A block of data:
--------

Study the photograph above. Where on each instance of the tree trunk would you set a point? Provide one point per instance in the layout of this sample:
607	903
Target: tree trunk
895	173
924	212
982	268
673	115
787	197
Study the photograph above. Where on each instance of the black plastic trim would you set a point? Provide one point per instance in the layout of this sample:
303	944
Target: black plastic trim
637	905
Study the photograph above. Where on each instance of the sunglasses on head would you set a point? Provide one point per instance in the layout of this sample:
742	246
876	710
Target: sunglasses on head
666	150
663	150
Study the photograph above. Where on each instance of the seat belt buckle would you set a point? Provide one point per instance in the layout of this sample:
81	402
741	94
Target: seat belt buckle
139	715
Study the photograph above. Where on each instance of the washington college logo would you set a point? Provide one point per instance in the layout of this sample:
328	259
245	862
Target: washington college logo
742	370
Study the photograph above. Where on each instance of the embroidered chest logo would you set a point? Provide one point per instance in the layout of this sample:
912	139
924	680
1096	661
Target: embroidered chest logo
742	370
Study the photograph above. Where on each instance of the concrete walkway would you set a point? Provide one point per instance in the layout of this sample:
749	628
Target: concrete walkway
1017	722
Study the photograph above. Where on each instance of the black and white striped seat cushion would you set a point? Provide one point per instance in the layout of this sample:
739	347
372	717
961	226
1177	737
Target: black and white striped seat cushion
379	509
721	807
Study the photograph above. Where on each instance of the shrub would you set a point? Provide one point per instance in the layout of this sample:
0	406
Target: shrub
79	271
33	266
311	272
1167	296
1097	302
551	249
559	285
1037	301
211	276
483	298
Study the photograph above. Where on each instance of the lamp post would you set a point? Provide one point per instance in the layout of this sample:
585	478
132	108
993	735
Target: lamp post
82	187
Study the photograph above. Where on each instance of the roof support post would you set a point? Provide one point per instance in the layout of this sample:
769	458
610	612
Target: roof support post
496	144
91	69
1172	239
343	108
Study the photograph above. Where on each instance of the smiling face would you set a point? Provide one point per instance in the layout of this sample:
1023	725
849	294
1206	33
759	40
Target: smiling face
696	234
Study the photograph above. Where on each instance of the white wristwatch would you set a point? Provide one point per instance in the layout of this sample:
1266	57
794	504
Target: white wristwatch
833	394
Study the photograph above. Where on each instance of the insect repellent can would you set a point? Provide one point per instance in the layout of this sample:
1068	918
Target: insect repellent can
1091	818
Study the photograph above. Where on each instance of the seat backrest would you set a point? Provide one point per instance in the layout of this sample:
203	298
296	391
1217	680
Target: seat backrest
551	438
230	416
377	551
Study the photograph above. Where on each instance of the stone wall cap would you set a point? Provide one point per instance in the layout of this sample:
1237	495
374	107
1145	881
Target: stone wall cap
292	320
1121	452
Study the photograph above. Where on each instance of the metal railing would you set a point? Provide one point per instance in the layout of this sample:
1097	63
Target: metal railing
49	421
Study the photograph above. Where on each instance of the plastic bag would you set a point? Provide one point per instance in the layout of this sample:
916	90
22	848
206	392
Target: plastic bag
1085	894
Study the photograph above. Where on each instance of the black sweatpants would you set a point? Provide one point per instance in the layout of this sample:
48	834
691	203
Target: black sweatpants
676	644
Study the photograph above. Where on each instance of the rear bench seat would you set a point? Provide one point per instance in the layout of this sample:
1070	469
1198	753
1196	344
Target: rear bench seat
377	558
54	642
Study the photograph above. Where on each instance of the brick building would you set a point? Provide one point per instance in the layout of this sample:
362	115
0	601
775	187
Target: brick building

--------

▶ **EXERCISE PROMPT**:
Quote the whole listing above, leaving nothing out.

▶ **OUTPUT BELOW**:
Study the photograph above. Where on each instance of the tree trunk would you set a point? Provide one point per instance in the layout of this sample:
607	903
Target: tree trunk
895	173
924	212
982	268
673	115
787	197
Study the photograph above. Where on each instance of the black plastic trim would you set a point? Provide one point per instance in the layout of this sample:
303	944
Target: black plastic trim
637	905
Study the photograph above. Where on each instance of the sunglasses on head would you set a point? Provide one point per instance in the layout of this sample:
742	246
876	710
Target: sunglasses on head
666	150
663	150
Study the photograph above. Where on each instance of the seat belt buckle would you set a point? Provide one point per instance in the layout of this sample:
81	402
741	94
Target: seat belt buckle
139	715
Study the photograph above. Where on each instance of the washington college logo would you set a point? Provide one point per instance in the layout of this sample:
328	259
245	862
Target: washington college logo
742	370
Study the photograph above. Where on each instance of the embroidered chest logo would you set a point? Provide one point per instance in the layout of this sample:
912	139
924	680
1096	661
Target: embroidered chest logo
742	370
Study the photograph above. Where on each instance of the concrete walkway would you set a point? Provide one point per instance in the layout of this sample:
749	628
Target: concrete walkway
1017	722
Study the photograph above. Where on each instance of the black and white striped seat cushion would you set a point? Provide one point per instance in the layout of this sample:
739	347
372	717
961	226
1177	737
Target: black and white striped seat cushion
379	509
721	807
Study the photograph above. Where on each instance of the shrub would you set a point? Provide one point per instance in the layout of this sample:
0	406
Target: shrub
79	271
33	266
311	272
1167	296
1097	302
551	249
559	285
1037	301
211	276
483	298
Study the photograph above. Where on each instance of the lamp post would you set a point? Provide one point per instance in the layout of this sample:
585	478
132	108
993	735
Target: lamp post
82	187
Study the photograph above. Where on each instance of the roof support post would you set a point? Provide one point per instance in the layout of this sample:
769	458
610	612
Target: roof support post
496	144
91	69
1172	239
343	108
Study the photograph above. Where on each instance of the smiling face would you set a point? Provide one point per instance in the layout of this sample:
1023	725
849	294
1206	33
759	40
Target: smiling face
696	234
Study the photograph above. Where on each instance of the white wristwatch would you set a point? Provide one point per instance in the layout of this sample:
1266	57
794	504
Target: white wristwatch
833	394
Study the photograph above. Where on each instance of the insect repellent can would you set a point? Provide one point per instance in the layout of this sample:
1068	918
Target: insect repellent can
1091	818
Study the photograph above. Where on each instance of the seat backrest would you set a point? Provide one point per instance in the layout of this sample:
203	298
296	391
1217	680
Target: seat backrest
551	438
230	416
377	551
Study the photograph above. Where on each instance of the stone wall cap would you set a point? Provide one point per instance in the layout of this sample:
1237	495
374	107
1145	881
Target: stone wall cap
292	320
1121	452
Study the photograph above. Where on each instance of the metal railing would you set a point? Provide one point per instance in the layout of this sample:
1097	63
Target: metal railing
49	421
Study the photograph above. Where on each instance of the plastic bag would you set a point? Provide one point per instance in the layout of this sample:
916	90
22	848
206	392
Target: plastic bag
1085	894
Study the photograph above. Where on each instance of the black sweatpants would you set a point? Provide one point per instance in the layout of this sample:
48	834
691	203
Target: black sweatpants
676	644
Study the photograph above. Where on each instance of the rear bench seat would you set a point? Provide one point per instance in the layout of this sample:
1070	469
1198	753
1196	344
Target: rear bench seat
377	558
54	642
Study the photograph above. Where on each instance of the brick building would you set a point? Provide one point per instance in the layout of this sample:
362	115
0	601
775	187
Target: brick building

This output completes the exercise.